[Records from a data collection]
◆ ◆ ◆ ◆ ◆

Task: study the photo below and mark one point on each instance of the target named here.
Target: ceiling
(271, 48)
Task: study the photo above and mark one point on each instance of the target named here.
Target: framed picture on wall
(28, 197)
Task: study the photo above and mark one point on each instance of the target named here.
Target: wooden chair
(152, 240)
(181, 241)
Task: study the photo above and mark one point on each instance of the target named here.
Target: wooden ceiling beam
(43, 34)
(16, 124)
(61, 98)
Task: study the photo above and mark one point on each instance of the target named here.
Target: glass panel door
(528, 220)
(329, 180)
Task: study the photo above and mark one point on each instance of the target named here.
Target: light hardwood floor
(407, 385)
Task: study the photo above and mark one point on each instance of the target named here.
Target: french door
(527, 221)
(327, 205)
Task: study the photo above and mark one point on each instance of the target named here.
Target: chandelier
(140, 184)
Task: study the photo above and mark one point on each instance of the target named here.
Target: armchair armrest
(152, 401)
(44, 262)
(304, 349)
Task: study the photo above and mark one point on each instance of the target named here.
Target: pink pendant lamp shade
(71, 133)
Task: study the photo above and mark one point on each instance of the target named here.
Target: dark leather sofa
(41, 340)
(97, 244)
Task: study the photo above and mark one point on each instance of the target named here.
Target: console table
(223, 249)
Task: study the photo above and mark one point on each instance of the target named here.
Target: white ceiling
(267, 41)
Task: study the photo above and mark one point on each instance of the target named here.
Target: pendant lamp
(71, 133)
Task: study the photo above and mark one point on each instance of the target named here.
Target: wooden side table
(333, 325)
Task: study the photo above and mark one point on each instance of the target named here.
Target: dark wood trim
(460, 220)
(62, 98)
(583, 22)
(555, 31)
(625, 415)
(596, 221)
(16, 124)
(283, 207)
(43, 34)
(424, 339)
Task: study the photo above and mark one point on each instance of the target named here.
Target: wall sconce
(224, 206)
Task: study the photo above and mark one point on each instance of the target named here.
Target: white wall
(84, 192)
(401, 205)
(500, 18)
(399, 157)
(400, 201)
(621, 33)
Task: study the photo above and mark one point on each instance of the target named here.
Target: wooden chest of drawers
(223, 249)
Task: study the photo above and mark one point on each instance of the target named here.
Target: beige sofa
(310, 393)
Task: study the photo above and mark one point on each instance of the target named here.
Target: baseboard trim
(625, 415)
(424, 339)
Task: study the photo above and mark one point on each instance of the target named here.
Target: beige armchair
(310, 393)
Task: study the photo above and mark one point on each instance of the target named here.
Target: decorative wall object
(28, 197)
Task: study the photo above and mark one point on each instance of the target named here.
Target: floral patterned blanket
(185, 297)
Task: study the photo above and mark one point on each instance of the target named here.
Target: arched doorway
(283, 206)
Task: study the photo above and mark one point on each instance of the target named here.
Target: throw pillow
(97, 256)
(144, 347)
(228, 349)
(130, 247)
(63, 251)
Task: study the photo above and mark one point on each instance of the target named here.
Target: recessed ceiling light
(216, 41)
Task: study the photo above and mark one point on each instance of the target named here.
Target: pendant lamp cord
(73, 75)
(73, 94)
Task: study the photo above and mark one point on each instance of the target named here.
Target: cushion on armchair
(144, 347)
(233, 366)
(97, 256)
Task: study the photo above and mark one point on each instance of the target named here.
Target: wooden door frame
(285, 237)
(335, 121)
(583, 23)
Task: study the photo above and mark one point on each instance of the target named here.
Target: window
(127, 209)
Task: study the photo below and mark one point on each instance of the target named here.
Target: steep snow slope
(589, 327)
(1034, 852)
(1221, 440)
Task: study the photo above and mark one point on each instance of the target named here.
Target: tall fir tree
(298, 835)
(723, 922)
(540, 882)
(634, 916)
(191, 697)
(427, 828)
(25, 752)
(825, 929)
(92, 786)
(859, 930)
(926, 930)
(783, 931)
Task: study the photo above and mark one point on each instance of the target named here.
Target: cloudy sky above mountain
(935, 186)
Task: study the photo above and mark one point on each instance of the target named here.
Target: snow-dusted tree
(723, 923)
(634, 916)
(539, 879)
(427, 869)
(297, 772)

◆ ◆ ◆ ◆ ◆

— INSTRUCTIONS FOR THE TASK —
Restate every entry word for word.

— SOLUTION —
Task: study the photo below and mark one point on each instance of the target named here.
Target: ceiling
(271, 48)
Task: study the photo above and mark one point on each instance of the target named here.
Target: framed picture on wall
(28, 197)
Task: study the photo above and mark one point on each instance of the target named here.
Target: wooden chair
(152, 240)
(181, 241)
Task: study the photo above and mark one point on each instance of the target named here.
Target: wooden ceiling beam
(43, 34)
(16, 124)
(61, 98)
Task: study the photo above and mark one point on each instance of the target named here.
Target: glass panel door
(528, 220)
(329, 180)
Task: study the photo above and mark one point on each instance of the target named here.
Target: light hardwood floor
(407, 385)
Task: study the photo above and mark one point on each instance of the target named here.
Target: french door
(527, 221)
(327, 205)
Task: study the photo above and mark one point on each instance of the target named here.
Target: chandelier
(140, 184)
Task: study the photo above and mark one point on each instance of the target named here.
Target: armchair armrest
(152, 401)
(44, 262)
(304, 349)
Task: study the photo above and mark one point on each instance of the target named here.
Target: pink pendant lamp shade
(71, 133)
Task: study the photo above and mark one point on each instance of the target named here.
Target: dark leather sofa
(41, 340)
(97, 244)
Task: study the photo above and mark one point on each instance of the target named here.
Target: console table
(223, 249)
Task: study the photo above and mark one point on each instance of the target named here.
Target: white ceiling
(267, 41)
Task: study the photo above and mark one point on each instance of the target named here.
Target: pendant lamp
(71, 133)
Task: study the photo above and mark one point on each instance of the target named here.
Target: wooden side table
(333, 325)
Task: study the photo above and mark one point on each instance of the target named here.
Target: dark wood trim
(460, 220)
(62, 98)
(583, 22)
(555, 31)
(625, 415)
(596, 221)
(16, 124)
(283, 207)
(43, 34)
(424, 339)
Task: study the photo above and mark one point on each instance of the target named here.
Target: wall sconce
(224, 206)
Task: study the photo above and mark one point on each instance of the target named here.
Target: white wall
(84, 192)
(401, 205)
(500, 18)
(399, 157)
(400, 201)
(621, 33)
Task: study the photo above and mark one point on each instance of the target named here.
Target: wooden chest of drawers
(223, 249)
Task: study the photo above and mark one point on each instance of the target named here.
Target: beige sofa
(310, 393)
Task: study the photo above and mark one point on each instance of the target named here.
Target: baseboard trim
(625, 415)
(424, 339)
Task: study the photo above and mark one point on each instance of the target named here.
Target: beige armchair
(310, 393)
Task: study the photo above and mark one point on each instance of the target named here.
Target: decorative wall object
(28, 197)
Task: study the photo above and mark one point on each instance of the target named here.
Target: floral patterned blanket
(185, 297)
Task: study the photo above and mark one point on each instance of the target named here.
Target: arched doorway
(283, 206)
Task: study the photo above and mark one point on each instance of the target named here.
Target: throw pillow
(97, 256)
(144, 347)
(228, 349)
(130, 247)
(63, 251)
Task: study the photo above and mark one point on each instance of the target named here.
Target: recessed ceiling light
(216, 41)
Task: study the photo above and mark one point on each instance of the target named here.
Target: pendant lamp cord
(73, 75)
(73, 94)
Task: study the photo above and mark one point on each instance of the target named here.
Target: cushion on armchair
(144, 347)
(233, 366)
(97, 256)
Task: study the photo above and mark one point on each instance of the target named here.
Target: wooden door frame
(285, 237)
(335, 121)
(583, 23)
Task: study the photo above and mark one point on each instance of the target named here.
Target: window
(127, 209)
Task: study the photo below and mark one point on each instance of the target named here.
Target: steep snow slope
(589, 327)
(1034, 852)
(1221, 440)
Task: study the photo above and mark one point on each instance of the target named here.
Target: tall fir tree
(298, 835)
(723, 922)
(540, 882)
(634, 916)
(191, 697)
(427, 828)
(25, 752)
(825, 929)
(92, 786)
(859, 930)
(926, 930)
(783, 931)
Task: study the photo above and mark one point on each instance of the target named here.
Target: cloudy sky above mountain
(935, 186)
Task: study the photo above and mark one point on each instance of the target named here.
Target: snow-dusted tree
(723, 923)
(634, 916)
(539, 879)
(427, 869)
(297, 772)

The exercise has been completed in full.